__What to do__
Rescale the records from the line that has "of the marigold" through the end of the records, and give only those lines again, requests included. Multiply every x and y point coordinate in the answers by 1.9, round to whole numbers with halves rounding up, and leave everything else unchanged.

* * * * * * * * *

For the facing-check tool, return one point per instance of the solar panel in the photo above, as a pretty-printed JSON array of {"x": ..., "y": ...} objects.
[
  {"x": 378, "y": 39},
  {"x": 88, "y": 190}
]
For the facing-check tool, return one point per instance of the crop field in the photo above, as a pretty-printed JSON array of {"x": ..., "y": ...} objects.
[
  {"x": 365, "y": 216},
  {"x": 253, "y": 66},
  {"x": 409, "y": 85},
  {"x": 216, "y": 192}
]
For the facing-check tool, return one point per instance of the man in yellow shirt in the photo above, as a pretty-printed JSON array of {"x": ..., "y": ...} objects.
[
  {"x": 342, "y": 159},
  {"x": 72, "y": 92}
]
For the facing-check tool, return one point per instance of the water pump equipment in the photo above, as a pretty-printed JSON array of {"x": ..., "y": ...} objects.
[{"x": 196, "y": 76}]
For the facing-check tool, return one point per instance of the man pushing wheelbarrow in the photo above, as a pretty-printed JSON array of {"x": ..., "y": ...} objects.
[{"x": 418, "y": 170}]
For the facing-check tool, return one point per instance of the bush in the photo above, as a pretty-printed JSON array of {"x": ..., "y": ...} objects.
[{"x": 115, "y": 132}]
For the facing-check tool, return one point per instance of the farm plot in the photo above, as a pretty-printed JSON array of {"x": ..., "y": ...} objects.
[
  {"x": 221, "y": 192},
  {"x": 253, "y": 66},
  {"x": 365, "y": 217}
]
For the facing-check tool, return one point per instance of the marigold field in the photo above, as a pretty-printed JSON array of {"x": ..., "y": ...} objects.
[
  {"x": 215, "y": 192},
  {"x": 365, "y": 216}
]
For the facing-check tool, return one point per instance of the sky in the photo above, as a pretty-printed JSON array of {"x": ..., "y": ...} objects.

* * * * * * * * *

__Written solution__
For the facing-check tool, return one point per instance of the marigold field in the photo above, as a pretty-printed JSON array of {"x": ..., "y": ...} objects.
[
  {"x": 409, "y": 365},
  {"x": 694, "y": 410}
]
For the facing-check tool, return one point per instance of the sky in the photo above, as a pretty-printed JSON array of {"x": ..., "y": ...} objects.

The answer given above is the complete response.